## VOTRE TRAVAIL
1 – Dites si chacune des affirmations suivantes concorde avec la chronique sur Kaïs Saïed, en répondant par oui ou par non et en citant à l'identique les mots du texte qui tranchent. (a) Kaïs Saïed a été élu avec près de 73 % des voix. (b) Le parlement a été dissous définitivement le 25 juillet. (c) Un nouveau chef de gouvernement a déjà été nommé.
2 – Recopiez sans rien changer le passage de la chronique sur Kaïs Saïed qui va de « Confortablement élu avec » jusqu'à « entre ses mains. ».

## TEXTE À LIRE
::::::

Kaïs Saïed, l’homme providentiel tenté par l’autoritarisme 

Un des lecteurs de Mondafrique qui veut rester anonyme nous envoie une chronique où il s’interroge sur la vraie nature du président tunisien, Kaïs Saïed

Généralement, la carrière des dictateurs commence toujours en se proclamant sauveur et en se faisant acclamer par le peuple comme étant « l’homme providentiel ». Tel semble être le cas du président tunisien Kaïs Saïed, qui est encore soutenu par une large partie de l’opinion tunisienne en raison de sa probité et de son retournement subit contre les partis politiques en général et Ennahdha en particulier, mais qui est de plus en plus contesté par la société civile et critiqué par les observateurs locaux comme étrangers, aux yeux desquels un régime autoritaire voire autocratique est en cours d’installation au pays de la « révolution du jasmin ».    

Confortablement élu avec près de 73% des voix, KaïsSaïed a effectué le 25 juillet dernier un revirement radical qui a indigné une classe politique discréditéeet inquiété les chancelleries occidentales : limogeage de Hichem Mechichi, le chef du gouvernement qu’il avait lui-même choisi, suspension des travaux du parlement pour un mois et reconduite depuis, levée d’immunité sur l’ensemble des députés, auto-attribution des pleins pouvoirs pour sauver le pays d’un « péril imminent », selon l’article 80 de la Constitution. Peinant et hésitant à nommer un nouveau chef de gouvernement, que les Tunisiens et les partenaires étrangers attendent encore, il vient, le 22 septembre, d’instituer par décret la concentration de tous les pouvoirs entre ses mains.

::::::

## DONNÉES FOURNIES

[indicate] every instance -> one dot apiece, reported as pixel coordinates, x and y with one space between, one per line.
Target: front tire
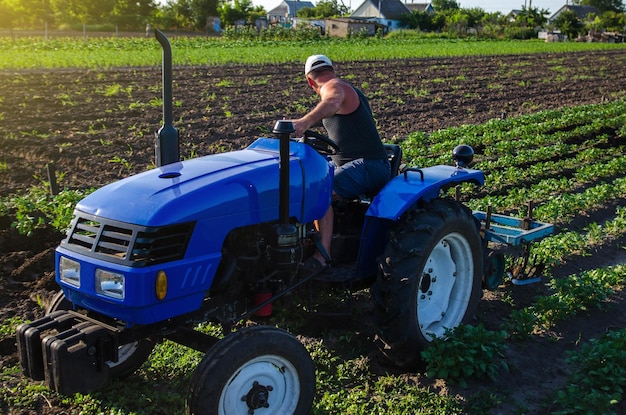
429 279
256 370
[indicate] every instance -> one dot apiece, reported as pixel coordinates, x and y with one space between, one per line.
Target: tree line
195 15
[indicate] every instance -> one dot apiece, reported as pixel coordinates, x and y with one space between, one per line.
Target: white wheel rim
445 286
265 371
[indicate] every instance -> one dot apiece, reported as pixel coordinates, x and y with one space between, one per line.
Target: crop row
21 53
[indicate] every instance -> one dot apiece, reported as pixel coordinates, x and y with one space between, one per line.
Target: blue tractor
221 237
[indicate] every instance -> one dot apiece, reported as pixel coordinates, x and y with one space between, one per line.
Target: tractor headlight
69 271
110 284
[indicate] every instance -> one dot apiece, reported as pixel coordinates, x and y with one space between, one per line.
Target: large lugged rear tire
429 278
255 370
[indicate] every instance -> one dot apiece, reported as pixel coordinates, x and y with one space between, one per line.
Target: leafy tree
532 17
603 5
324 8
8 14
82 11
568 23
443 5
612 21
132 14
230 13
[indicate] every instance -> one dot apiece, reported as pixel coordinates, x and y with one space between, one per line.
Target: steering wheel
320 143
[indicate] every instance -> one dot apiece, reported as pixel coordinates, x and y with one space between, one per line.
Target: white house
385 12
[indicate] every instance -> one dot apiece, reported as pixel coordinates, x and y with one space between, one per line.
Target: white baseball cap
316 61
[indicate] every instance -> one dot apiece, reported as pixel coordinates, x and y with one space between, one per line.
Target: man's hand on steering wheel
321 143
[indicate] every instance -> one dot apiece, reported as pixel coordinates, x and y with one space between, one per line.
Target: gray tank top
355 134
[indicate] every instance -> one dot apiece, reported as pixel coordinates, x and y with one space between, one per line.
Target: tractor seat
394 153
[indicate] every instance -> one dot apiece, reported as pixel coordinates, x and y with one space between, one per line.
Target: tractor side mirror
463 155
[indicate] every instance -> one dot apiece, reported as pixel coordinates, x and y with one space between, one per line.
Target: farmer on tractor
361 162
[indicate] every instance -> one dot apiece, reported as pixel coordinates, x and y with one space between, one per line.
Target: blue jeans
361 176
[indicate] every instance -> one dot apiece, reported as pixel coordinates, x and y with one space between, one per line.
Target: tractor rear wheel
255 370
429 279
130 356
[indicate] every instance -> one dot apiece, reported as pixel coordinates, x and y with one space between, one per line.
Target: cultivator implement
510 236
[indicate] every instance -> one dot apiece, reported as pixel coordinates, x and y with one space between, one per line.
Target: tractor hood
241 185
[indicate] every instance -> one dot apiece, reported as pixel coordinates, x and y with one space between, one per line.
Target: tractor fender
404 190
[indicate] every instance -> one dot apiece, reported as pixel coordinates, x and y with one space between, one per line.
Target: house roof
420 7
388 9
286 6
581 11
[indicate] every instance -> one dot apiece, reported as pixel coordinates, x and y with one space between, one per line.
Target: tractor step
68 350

::::::

## RÉPONSES DANS L'ORDRE
1 –
(a) Oui : « Confortablement élu avec près de 73% des voix ».
(b) Non : « suspension des travaux du parlement pour un mois et reconduite depuis ».
(c) Non : « que les Tunisiens et les partenaires étrangers attendent encore ».

2 –
Confortablement élu avec près de 73% des voix, KaïsSaïed a effectué le 25 juillet dernier un revirement radical qui a indigné une classe politique discréditéeet inquiété les chancelleries occidentales : limogeage de Hichem Mechichi, le chef du gouvernement qu’il avait lui-même choisi, suspension des travaux du parlement pour un mois et reconduite depuis, levée d’immunité sur l’ensemble des députés, auto-attribution des pleins pouvoirs pour sauver le pays d’un « péril imminent », selon l’article 80 de la Constitution. Peinant et hésitant à nommer un nouveau chef de gouvernement, que les Tunisiens et les partenaires étrangers attendent encore, il vient, le 22 septembre, d’instituer par décret la concentration de tous les pouvoirs entre ses mains.